GIVEN PASSAGE

::::

The Crop Protection Association said that the EC standing committee was set to potentially vote on reauthorising glyphosate in October.
Defra minister George Eustice has indicated he will support a renewal, while the French government has suggested it will not. German federal elections on 24 September could make a difference to the way the Germans vote. Chancellor Angela Merkel, who is seeking a fourth term, has backed glyphosate but has not found enough support in her coalition government. German and French farmers have called for a renewal.
On March 15 2017, The European Chemicals Agency (ECHA)'s Committee for Risk Assessment
announced it had finished its review of the available scientific evidence and reached the conclusion that
glyphosate is not a carcinogen and does not cause genetic or reproductive effects.
A decision on the reauthorisation of glyphosate is due to be made by the European Commission before the end of 2017.
The NFU has welcomed the conclusions of the European Chemicals Agency. It said: "The overwhelming weight of evidence shows that glyphosate poses no risk to human health when used correctly. This opinion is shared by regulatory bodies around the world, including the World Health Organisation, the Food and Agriculture Organisation of the UN and the European Food Safety Authority.
"Now that ECHA has released its classification there can be no reason why glyphosate should not be re-
authorised for a further 15 years when the European Commission makes its decision later this year. We
will continue to work with our members and with other European farming unions to ensure the facts
about glyphosate’s safety and importance are heard in the run-up to that decision."
Meanwhile, the European Food Safety Agency on Friday defended its report on glyphosate, refuting press reports accusing it of reproducing arguments from pesticide manufacturers, including the US group Monsanto.
EFSA said: "These statements are yet another attempt to create doubts about the assessment made by EU experts." EFSA's report served as a basis for the European Commission to recommend re-authorization of glyphosate for 10 years in the EU.
The Italian daily La Stampa, The Guardian and French radio RMC reports claim a crucial part of EFSA's report appears to be copying/pasting a document filed in 2012 by Monsanto on behalf of the Glyphosate Task Force - a consortium of companies marketing glyphosate-based products in Europe.
However, Efsa said the documents mentioned by the media are not part of the Efsa report, but the notes provided by the rapporteur Member State to the agency in this file.
In addition, references to the Glyphosate Task Force "are excerpts" of "available studies" and "references" to these studies, submitted by "candidates" to the renewal of the glyphosate license, clearly identified as such.
Crop Protection Association chief executive Sarah Mukherjee said: "It is encouraging to see EFSA continuing to support the science and not accepting deliberate attempts to mislead the media and public with accusations of plagiarism. In fact, EFSA acted in full compliance with EU legislation.
"The literature review is a collection of published studies from different authors, provided by industry, as legally required by the EU. This is then reproduced in a summary of scientific knowledge used for context during the assessment process. It is not reprinted in EFSA’s final scientific assessment of glyphosate.
"That scientific assessment is consistent with the findings of expert regulators across the globe - that glyphosate is safe for human health and the environment."

::::

TASK REQUIREMENTS
Could you write out the stretch of the glyphosate article from "However, Efsa said" through "identified as such."? The lines after the glyphosate article are separate material.

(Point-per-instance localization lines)
::::

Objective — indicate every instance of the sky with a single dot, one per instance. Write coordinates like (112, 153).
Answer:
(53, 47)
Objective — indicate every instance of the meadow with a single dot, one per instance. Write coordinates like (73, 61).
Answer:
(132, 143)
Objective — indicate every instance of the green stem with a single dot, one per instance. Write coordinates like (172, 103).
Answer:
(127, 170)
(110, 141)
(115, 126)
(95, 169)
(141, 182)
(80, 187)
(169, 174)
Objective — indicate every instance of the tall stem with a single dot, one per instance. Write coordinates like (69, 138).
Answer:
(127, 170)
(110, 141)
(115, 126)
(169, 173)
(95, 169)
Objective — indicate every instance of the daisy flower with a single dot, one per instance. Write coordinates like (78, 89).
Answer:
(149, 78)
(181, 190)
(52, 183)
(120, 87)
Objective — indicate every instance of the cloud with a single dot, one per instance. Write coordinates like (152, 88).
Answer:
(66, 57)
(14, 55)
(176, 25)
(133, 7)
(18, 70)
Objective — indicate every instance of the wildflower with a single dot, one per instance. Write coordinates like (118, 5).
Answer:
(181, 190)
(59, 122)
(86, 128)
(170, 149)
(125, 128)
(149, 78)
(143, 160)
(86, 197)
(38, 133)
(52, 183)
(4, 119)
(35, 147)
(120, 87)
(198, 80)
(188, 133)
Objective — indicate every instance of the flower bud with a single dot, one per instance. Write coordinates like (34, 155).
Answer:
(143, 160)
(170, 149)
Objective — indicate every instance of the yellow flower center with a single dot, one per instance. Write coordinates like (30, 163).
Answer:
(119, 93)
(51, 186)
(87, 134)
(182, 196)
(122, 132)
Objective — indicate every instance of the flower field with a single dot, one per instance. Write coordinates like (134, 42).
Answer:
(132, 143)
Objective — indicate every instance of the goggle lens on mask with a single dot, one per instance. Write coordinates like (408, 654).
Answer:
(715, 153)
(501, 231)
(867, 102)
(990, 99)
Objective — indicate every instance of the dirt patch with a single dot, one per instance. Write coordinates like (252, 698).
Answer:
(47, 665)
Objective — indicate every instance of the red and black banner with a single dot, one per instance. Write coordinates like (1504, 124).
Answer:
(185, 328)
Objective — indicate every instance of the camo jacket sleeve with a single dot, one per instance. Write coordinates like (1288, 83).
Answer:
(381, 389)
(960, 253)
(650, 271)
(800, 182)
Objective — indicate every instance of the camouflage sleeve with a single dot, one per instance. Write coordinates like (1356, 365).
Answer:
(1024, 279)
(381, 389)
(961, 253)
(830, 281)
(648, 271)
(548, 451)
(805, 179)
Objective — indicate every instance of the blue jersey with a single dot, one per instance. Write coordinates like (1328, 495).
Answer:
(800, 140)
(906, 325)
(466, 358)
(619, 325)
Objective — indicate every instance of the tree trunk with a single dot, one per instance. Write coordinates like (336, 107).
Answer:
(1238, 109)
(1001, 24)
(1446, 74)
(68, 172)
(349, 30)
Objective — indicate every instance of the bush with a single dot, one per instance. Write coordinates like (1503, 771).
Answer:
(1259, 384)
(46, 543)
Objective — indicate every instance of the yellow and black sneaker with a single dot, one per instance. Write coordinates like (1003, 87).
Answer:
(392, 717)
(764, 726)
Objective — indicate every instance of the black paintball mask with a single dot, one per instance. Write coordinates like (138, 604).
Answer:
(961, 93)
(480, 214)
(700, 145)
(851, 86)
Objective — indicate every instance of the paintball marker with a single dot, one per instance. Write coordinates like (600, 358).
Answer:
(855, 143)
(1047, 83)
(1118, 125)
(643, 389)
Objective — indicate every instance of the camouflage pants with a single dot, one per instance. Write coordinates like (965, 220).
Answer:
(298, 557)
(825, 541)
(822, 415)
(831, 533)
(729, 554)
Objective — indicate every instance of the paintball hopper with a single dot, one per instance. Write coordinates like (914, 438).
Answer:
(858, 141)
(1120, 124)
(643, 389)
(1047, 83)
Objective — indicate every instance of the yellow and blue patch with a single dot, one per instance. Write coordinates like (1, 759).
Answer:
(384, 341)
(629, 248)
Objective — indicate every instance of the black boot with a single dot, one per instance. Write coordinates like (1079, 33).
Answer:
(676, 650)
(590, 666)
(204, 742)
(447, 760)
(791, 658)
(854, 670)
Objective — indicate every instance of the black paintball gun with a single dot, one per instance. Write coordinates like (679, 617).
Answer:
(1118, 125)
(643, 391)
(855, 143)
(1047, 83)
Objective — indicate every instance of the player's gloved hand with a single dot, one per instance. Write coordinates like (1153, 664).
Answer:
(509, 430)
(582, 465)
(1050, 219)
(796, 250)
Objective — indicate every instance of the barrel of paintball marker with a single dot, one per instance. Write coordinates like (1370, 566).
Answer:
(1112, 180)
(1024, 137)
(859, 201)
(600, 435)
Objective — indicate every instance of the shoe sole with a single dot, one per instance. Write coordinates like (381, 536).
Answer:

::::

TASK SOLUTION
However, Efsa said the documents mentioned by the media are not part of the Efsa report, but the notes provided by the rapporteur Member State to the agency in this file.
In addition, references to the Glyphosate Task Force "are excerpts" of "available studies" and "references" to these studies, submitted by "candidates" to the renewal of the glyphosate license, clearly identified as such.